_Extrait de page:_
══════
Télé sans frontières : Droit de parole
Société

Télé sans frontières : Droit de parole

À l’heure où la télé communautaire faite par et pour les citoyens est en voie de disparition naît Télé sans frontières, la première télévision animée par des jeunes de la rue. Une "fureur" nouveau genre.

Lors de la manifestation contre la brutalité policière, le 15 mars dernier, les policiers ont croisé un nouveau membre du cercle des médias. Marilou, appareil photo en main, couvrait l’événement. Mohawk vert dressé sur la tête, elle n’affichait pas le look du journaliste traditionnel, à tel point qu’un policier l’a prise pour une manifestante et l’a bousculée pour qu’elle retourne du côté des protestataires. Elle avait beau montrer sa carte d’accréditation, rien n’y faisait: elle était étiquetée trouble-fête.

Pourtant, Marilou est bel et bien journaliste, pour le compte de la peu connue mais promise à un brillant destin, Télé sans frontières. Un nom qui annonce d’entrée de jeu son intention d’éliminer les frontières sociales. Et cette expérience a prouvé à la jeune fille de 18 ans ce qu’elle savait déjà: il y en a encore beaucoup à franchir.
══════
[Lignes du jeu de données]

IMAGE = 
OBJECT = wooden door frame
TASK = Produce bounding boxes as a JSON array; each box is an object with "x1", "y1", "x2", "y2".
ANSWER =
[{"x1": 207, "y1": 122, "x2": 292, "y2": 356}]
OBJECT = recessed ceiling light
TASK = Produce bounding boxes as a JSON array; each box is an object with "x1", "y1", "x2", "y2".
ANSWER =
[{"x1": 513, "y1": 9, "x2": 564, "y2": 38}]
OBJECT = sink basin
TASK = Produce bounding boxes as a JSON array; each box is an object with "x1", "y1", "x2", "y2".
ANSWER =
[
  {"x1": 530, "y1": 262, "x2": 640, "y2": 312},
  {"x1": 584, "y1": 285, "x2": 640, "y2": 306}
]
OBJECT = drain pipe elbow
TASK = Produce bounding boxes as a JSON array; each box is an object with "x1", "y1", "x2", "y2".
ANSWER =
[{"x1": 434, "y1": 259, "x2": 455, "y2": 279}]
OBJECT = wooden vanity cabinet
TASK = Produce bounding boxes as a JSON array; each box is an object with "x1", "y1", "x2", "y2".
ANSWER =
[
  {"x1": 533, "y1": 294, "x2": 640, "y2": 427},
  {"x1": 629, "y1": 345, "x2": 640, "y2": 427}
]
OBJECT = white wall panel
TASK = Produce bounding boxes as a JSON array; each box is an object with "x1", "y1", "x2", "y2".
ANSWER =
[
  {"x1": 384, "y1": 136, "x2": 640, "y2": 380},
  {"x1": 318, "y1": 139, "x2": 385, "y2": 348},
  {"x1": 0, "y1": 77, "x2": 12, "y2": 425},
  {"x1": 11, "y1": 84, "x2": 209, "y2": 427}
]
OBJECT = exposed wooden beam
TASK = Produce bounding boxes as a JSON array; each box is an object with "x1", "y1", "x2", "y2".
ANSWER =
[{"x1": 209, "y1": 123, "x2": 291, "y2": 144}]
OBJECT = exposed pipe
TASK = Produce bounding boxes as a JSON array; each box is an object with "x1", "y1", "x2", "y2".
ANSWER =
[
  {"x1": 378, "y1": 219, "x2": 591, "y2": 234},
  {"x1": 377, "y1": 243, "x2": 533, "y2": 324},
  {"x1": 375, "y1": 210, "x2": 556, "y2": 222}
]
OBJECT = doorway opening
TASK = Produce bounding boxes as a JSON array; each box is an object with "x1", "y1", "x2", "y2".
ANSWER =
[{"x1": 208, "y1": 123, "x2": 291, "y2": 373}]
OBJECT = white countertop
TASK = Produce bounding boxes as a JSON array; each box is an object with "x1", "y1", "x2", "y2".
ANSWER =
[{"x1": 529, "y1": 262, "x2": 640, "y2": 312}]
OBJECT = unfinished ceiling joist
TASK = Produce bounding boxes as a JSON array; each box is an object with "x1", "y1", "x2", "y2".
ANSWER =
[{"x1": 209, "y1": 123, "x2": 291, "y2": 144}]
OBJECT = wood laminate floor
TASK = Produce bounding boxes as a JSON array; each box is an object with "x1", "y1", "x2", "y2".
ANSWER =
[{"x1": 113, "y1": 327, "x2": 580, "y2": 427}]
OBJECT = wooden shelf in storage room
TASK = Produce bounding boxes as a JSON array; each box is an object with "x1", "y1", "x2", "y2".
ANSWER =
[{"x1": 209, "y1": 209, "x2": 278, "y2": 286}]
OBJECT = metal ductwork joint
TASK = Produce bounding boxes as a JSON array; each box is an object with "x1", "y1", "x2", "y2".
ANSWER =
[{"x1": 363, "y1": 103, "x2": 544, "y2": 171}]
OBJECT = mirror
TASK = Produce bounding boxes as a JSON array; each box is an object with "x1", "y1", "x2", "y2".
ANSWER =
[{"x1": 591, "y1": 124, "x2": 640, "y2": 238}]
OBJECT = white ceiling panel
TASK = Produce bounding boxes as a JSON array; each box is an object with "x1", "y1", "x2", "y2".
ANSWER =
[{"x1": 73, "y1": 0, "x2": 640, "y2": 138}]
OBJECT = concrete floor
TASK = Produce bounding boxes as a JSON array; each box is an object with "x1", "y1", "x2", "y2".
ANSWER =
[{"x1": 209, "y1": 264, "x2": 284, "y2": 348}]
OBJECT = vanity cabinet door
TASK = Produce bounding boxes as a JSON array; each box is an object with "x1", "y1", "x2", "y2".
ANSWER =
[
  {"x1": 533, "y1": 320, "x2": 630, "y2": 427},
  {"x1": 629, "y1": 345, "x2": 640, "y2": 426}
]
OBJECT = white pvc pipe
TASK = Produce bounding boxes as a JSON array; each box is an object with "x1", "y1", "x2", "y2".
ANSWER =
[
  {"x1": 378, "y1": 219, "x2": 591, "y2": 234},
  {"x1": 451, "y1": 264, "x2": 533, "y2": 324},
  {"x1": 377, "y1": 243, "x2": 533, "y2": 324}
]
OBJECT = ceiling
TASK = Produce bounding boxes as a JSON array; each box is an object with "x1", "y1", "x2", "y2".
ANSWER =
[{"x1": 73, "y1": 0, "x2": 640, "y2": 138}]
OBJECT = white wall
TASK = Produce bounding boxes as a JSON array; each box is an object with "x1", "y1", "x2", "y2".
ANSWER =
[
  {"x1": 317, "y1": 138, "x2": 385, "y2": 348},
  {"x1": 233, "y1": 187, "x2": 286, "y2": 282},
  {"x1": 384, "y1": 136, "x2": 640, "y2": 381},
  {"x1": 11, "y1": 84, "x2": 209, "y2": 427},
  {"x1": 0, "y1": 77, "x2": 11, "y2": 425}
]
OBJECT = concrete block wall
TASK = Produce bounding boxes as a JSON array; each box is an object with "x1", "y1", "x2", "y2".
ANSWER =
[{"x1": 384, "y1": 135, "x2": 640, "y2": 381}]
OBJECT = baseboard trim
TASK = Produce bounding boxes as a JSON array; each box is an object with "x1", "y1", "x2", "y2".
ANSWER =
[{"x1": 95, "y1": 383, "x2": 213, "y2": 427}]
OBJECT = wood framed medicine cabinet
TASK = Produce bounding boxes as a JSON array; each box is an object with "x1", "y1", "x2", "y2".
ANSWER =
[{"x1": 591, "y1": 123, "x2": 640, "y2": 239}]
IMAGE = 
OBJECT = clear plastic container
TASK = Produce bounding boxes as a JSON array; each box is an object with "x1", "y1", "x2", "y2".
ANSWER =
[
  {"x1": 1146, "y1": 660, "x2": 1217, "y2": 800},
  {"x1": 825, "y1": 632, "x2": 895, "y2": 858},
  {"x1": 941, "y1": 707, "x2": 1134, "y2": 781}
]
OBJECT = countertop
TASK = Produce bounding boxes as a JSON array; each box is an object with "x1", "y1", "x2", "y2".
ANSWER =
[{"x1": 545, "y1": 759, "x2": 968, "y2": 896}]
══════
_Liste des tâches:_
[a] Dites si chacun des énoncés suivants concorde avec l’article sur Télé sans frontières, par oui ou par non, en citant les mots décisifs de l’article : (i) Marilou a 18 ans ; (ii) la manifestation contre la brutalité policière a eu lieu le 15 mars ; (iii) sa carte d’accréditation a convaincu le policier qu’elle était journaliste.
[b] D’après l’article sur Télé sans frontières, pourquoi un policier a-t-il bousculé Marilou pendant la manifestation ?
[c] Poursuivez l’article sur Télé sans frontières à partir de sa dernière phrase.

_Liste des réponses:_
[a]
(i) Oui : « la jeune fille de 18 ans ».
(ii) Oui : « le 15 mars dernier ».
(iii) Non : « Elle avait beau montrer sa carte d’accréditation, rien n’y faisait ».

[b] Avec son mohawk vert, Marilou n’avait pas le look du journaliste traditionnel. Un policier l’a donc prise pour une manifestante et l’a bousculée pour qu’elle retourne du côté des protestataires.

[c]
Lancée en novembre 2001, mais en production intensive depuis un peu plus d’un mois, Télé sans frontières entend donner la parole à des jeunes revendicateurs, ceux qui sont souvent catalogués marginaux. L’initiateur du projet, l’éditeur Alain Stanké, a voulu offrir une tribune exclusive aux jeunes pour que ce ne soit plus que des "auteurs autoproclamés", en l’occurrence les psychologues et les sociologues, qui discourent à leur place. "Télé sans frontières leur donne la parole afin qu’ils puissent se raconter eux-mêmes, dans leurs termes, dans leur décor, en toute liberté. Ils nous feront connaître leurs points de vue, leurs tourments, leurs colères et leurs pistes de solutions", a expliqué, lors du lancement, l’homme de télé qui n’en est pas à sa première fréquentation du milieu sociocommunautaire.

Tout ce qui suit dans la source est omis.